■ **Quoted passage**:
▬▬▬▬▬▬

1. Home
  2. Lifestyle
  3. Diabetes can be cured with Broccoli.

Diabetes can be cured with Broccoli. Here's how

Consuming extracts of broccoli may help the people suffering from Type 2 diabetes control their blood sugar level
India TV Lifestyle Desk New Delhi June 15, 2017 16:35 IST
India TV Lifestyle Desk

A new study claims that diabetes can be wiped off with the cruciferous vegetable- broccoli. Researchers have suggested that consuming extracts of broccoli may help the people suffering from Type 2 diabetes control their blood sugar level. With its vitamins, fibre and disease-fighting phytochemicals, broccoli may help reverse the disease signature. Broccoli has many health benefits. It helps in cholesterol reduction, bone health improvement, detoxification, better digestion and improvement in eye health. Not only that, an evidence has been provided that, it can even eliminate the growth of cancer cells.

Type 2 diabetes is so common these days that around 450 million people in the world suffer from this type of diabetes and as many as 15 percent of those patients cannot take the first-line therapy metformin because of kidney damage risks.

▬▬▬▬▬▬

■ **Information**:
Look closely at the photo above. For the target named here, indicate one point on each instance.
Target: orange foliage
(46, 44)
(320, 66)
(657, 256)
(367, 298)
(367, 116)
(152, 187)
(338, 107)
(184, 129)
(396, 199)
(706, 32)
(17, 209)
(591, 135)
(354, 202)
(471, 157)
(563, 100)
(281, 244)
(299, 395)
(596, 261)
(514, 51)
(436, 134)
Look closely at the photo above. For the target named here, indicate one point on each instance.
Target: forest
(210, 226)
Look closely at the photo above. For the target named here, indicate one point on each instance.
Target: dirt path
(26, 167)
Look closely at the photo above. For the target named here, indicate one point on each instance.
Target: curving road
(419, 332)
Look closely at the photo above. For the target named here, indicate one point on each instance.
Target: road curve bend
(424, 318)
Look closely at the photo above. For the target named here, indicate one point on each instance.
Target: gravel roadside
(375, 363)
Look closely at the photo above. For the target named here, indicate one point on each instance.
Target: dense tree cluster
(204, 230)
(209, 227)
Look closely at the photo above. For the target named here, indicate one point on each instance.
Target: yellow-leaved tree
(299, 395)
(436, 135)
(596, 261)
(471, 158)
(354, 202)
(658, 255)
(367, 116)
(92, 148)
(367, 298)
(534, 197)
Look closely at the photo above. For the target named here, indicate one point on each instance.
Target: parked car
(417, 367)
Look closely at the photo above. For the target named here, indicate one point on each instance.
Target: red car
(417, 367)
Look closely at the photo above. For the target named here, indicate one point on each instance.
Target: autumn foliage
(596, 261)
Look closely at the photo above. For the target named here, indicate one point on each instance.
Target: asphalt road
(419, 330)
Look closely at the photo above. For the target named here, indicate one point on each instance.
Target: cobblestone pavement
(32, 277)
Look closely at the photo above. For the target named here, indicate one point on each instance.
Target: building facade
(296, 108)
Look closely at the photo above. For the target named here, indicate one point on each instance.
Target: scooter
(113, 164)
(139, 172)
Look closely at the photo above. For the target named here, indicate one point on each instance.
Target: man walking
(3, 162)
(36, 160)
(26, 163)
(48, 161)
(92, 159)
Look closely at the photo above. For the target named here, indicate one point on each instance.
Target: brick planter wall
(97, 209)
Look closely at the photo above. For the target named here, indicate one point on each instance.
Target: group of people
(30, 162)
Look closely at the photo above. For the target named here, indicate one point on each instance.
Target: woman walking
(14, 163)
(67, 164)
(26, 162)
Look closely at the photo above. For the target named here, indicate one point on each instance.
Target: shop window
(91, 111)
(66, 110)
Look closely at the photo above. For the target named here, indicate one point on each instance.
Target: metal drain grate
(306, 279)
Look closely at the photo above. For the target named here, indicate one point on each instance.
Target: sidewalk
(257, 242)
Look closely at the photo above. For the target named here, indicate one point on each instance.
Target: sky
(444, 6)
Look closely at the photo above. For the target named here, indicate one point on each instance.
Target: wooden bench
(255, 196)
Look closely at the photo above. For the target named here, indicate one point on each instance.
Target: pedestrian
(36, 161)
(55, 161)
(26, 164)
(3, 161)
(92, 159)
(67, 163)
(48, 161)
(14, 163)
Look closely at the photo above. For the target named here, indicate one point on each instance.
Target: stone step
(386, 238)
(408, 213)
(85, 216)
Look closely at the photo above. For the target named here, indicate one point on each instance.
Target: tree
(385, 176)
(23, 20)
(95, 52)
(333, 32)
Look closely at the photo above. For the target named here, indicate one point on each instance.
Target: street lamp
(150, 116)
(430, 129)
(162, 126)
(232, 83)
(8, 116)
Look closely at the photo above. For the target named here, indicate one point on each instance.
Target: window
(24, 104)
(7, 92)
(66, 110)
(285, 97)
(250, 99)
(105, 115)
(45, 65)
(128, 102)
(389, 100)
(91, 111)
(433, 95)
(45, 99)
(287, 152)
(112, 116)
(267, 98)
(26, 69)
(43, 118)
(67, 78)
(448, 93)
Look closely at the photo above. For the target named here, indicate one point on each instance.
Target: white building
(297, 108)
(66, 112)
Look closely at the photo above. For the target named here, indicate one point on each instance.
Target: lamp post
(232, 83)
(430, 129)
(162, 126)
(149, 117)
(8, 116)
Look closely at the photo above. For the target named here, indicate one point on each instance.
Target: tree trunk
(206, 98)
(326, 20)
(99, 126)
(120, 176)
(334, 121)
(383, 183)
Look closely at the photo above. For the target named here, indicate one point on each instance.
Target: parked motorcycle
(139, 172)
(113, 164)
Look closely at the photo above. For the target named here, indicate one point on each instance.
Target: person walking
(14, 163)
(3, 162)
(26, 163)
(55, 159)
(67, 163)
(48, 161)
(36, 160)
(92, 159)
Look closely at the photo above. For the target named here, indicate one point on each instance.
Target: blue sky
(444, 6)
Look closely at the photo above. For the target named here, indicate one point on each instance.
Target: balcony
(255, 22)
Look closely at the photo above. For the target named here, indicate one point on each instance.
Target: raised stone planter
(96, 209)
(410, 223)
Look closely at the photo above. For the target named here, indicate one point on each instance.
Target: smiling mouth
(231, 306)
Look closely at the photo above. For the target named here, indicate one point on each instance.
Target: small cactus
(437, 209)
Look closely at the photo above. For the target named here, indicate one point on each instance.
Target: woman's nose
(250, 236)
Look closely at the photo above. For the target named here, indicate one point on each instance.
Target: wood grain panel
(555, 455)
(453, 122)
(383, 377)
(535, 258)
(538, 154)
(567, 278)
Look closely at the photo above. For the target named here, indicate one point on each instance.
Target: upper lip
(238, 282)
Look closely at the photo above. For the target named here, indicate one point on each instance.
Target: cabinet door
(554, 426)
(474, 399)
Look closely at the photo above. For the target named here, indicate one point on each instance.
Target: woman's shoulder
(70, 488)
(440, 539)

▬▬▬▬▬▬

■ **Tasks to perform**:
A – According to the broccoli article, what share of people with Type 2 diabetes cannot take the first-line therapy metformin, and why?
B – Continue the article on broccoli and diabetes from its last sentence.

■ **Answers in order**:
A – As many as 15 percent, because of kidney damage risks.

B –
In the study, conducted on rats, this compound reduced glucose production by liver cells that were growing in culture and shifted the liver gene expression away from a diseased state in the rats with diabetes. Sulforaphane reversed the disease signature in the livers from diabetic animals and cut exaggerated glucose production and glucose intolerance by a magnitude like that of metformin, said Annika Axelsson from the Lund University in Sweden. In addition, sulforaphane provided as concentrated broccoli sprout extract reduced fasting blood glucose and glycated haemoglobin (HbA1c) in obese patients with dysregulated Type 2 diabetes.

When the researchers gave concentrated broccoli sprout extracts to 97 human Type 2 diabetes patients in a 12-week randomised placebo-controlled trial, obese participants who had dysregulated disease demonstrated significantly decreased fasting blood glucose levels compared to controls.

For the study, appearing in the journal Science Translational Medicine, the team constructed a signature for Type 2 diabetes based on 50 genes, then used publically available expression datasets to screen 3,852 compounds for drugs that potentially reverse disease.